> _Given passage_:
- Opening Delimiter -

Introduction
Two enforcement actions in 2025 made the stakes clear. The FCA fined Monzo £21,091,300 in July for inadequate financial crime controls and a voluntary requirement breach that allowed 26,325 high-risk accounts to be opened between August 2020 and June 2022. Weeks earlier, the Bank of Lithuania fined Revolut Bank UAB €3.5 million after a planned inspection found persistent shortcomings in AML monitoring and suspicious transaction identification.
These aren't outliers. They're signals.
The features that make neobanks competitive — frictionless onboarding, cross-border access, real-time payments — are the same ones drawing the most regulatory scrutiny. What drew even more attention: the assumption that a sponsor bank's regulatory standing would cover a fintech partner is now firmly off the table.
Regulators in the US, UK, and EU expect neobanks to own their compliance programs independently.
This guide breaks down what's changed in 2025, what regulators now expect, where programs most often break down, and how to build compliance infrastructure that holds up at scale.
TL;DR
- The FCA fined Monzo £21M and Lithuania fined Revolut €3.5M in 2025 — growth-stage neobanks are now held to the same standards as large institutions
- Regulators across the US, UK, EU, and Canada hold neobanks directly accountable for AML, KYC, and transaction monitoring — sponsor banks are no longer a shield
- Core requirements include a written AML program, layered KYC, real-time sanctions screening, consumer protection disclosures, and proper licensing
- Fractional compliance leadership gives early-stage neobanks named CCO, BSA Officer, CAMLO, or MLRO credibility without a full-time executive hire
The 2025 Regulatory Landscape: What's Changing for Neobanks
The broad shift is this: regulators globally have moved from passive monitoring to active enforcement, and the gap between how traditional banks and neobanks are supervised is closing fast.

- Closing Delimiter -

> _Exercise goal_: Name every core requirement for neobanks that the TL;DR of the neobank compliance guide lists. The data that follows has nothing to do with the neobank compliance guide.

> _Recorded data_:
- Opening Delimiter -

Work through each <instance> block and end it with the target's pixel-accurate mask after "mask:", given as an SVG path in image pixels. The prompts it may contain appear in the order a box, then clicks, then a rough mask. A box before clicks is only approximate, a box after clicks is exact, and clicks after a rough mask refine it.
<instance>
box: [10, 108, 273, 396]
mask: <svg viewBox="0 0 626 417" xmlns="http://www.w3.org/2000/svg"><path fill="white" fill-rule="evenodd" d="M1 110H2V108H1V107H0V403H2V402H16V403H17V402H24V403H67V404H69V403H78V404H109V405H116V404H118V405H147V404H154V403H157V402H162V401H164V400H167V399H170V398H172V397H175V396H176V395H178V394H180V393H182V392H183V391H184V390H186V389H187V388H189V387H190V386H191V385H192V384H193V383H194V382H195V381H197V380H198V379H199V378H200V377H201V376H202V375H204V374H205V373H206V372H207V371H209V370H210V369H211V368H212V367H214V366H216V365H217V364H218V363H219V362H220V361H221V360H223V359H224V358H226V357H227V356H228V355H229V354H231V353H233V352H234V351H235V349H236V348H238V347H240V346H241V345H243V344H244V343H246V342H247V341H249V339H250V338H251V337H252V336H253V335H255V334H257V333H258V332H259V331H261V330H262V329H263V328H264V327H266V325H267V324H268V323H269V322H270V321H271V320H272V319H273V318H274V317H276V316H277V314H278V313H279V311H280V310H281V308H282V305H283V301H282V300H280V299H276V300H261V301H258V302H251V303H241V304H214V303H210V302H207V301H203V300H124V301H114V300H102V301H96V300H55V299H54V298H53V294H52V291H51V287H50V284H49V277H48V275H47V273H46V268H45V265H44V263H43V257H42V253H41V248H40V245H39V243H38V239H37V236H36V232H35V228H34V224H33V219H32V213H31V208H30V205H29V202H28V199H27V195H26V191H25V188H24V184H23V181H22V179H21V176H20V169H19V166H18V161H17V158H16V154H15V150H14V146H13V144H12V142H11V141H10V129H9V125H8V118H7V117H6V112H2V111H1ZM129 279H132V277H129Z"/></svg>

- Closing Delimiter -

> _Response box_:
- A written AML program
- Layered KYC
- Real-time sanctions screening
- Consumer protection disclosures
- Proper licensing